Source material —

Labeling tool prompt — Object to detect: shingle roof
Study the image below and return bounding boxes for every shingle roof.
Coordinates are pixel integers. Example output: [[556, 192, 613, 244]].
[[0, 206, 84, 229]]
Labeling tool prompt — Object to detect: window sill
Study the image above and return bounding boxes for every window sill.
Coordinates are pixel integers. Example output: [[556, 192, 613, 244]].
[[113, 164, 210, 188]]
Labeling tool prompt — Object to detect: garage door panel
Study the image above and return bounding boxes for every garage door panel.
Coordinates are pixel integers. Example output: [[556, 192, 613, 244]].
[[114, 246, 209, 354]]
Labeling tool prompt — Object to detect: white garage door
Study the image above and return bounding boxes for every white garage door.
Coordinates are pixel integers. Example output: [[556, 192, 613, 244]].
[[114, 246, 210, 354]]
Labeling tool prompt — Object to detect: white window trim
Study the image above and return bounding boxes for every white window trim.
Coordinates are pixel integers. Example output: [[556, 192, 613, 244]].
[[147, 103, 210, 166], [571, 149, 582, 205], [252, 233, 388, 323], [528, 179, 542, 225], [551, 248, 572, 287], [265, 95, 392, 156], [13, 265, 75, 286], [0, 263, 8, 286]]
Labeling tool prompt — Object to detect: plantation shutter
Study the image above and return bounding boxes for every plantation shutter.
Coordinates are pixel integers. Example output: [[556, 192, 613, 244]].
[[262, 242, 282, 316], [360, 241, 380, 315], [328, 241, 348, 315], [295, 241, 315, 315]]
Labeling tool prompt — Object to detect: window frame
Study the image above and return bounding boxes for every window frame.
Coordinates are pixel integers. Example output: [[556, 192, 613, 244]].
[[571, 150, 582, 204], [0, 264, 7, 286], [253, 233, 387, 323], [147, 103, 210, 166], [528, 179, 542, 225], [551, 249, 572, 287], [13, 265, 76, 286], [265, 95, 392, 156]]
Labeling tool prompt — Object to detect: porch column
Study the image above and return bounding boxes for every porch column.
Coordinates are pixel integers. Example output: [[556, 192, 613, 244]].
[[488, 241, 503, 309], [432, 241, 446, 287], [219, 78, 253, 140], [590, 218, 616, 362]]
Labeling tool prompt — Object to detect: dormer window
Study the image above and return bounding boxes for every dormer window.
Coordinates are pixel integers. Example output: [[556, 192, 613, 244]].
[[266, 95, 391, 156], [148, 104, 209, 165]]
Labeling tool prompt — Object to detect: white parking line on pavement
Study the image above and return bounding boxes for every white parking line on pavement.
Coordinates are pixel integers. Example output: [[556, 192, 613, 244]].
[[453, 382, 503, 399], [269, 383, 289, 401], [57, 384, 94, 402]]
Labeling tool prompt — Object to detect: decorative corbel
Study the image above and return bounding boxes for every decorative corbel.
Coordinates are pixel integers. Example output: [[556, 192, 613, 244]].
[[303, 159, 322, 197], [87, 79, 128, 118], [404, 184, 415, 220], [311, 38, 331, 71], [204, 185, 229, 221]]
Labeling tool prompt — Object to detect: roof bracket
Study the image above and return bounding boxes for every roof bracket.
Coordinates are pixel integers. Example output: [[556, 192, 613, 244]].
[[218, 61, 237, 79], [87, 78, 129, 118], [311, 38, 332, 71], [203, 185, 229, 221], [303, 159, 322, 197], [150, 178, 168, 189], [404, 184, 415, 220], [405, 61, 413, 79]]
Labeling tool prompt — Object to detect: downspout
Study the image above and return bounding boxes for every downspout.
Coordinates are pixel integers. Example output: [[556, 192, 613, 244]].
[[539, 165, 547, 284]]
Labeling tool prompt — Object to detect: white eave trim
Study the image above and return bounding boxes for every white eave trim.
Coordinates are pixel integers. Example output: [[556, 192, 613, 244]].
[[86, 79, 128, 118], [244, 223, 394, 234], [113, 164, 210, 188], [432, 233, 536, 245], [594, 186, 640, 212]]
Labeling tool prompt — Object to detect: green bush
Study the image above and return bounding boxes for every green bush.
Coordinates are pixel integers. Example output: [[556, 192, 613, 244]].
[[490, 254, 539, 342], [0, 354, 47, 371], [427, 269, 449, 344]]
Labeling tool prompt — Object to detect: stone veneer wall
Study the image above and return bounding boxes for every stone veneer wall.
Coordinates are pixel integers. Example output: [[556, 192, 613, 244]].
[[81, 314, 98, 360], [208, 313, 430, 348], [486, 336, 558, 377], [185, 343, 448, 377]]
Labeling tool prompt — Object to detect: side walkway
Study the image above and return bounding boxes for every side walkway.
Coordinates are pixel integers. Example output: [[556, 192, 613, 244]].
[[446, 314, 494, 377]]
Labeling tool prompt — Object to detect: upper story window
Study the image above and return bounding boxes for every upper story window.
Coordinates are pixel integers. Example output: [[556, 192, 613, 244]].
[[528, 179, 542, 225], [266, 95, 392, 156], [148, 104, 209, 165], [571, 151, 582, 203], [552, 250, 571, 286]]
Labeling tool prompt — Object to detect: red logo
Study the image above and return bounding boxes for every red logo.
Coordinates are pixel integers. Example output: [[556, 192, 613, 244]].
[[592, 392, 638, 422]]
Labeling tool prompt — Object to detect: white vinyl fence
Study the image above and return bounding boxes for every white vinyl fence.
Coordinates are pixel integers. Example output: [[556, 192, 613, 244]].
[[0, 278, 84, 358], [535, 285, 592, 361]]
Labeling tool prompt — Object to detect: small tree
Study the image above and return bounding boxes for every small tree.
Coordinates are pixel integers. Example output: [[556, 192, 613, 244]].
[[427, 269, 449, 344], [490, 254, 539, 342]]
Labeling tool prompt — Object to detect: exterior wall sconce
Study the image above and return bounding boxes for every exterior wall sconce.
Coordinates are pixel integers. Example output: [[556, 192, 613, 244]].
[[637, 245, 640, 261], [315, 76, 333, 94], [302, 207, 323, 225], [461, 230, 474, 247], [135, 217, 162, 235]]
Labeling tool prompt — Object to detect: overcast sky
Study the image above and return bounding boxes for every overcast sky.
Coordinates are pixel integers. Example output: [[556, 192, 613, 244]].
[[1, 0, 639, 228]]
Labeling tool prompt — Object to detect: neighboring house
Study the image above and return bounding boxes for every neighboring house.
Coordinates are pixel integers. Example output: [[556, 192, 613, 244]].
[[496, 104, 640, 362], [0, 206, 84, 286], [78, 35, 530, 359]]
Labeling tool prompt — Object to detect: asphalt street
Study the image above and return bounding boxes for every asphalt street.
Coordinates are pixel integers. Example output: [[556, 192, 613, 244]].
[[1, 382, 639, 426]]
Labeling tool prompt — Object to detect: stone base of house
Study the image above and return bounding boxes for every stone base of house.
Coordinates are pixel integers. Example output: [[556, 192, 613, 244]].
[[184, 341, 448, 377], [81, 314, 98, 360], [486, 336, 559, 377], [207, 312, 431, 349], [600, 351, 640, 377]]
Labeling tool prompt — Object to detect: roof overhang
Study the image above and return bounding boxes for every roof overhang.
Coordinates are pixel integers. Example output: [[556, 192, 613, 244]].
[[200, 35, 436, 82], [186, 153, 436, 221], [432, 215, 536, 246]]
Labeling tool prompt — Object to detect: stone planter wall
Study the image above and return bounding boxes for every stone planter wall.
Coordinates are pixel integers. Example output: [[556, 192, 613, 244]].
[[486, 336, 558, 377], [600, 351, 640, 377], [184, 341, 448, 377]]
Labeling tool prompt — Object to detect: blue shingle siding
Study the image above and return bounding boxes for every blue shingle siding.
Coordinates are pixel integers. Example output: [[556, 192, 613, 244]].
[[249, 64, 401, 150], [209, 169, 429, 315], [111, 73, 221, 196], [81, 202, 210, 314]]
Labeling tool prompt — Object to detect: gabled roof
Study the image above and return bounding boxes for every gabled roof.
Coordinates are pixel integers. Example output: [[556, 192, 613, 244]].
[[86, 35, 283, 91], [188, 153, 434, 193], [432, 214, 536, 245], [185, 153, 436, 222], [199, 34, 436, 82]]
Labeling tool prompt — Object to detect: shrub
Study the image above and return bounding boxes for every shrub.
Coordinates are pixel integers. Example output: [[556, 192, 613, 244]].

Task —
Count the lines of the listing above in which the word "green" appears; state only the count.

Your solution —
2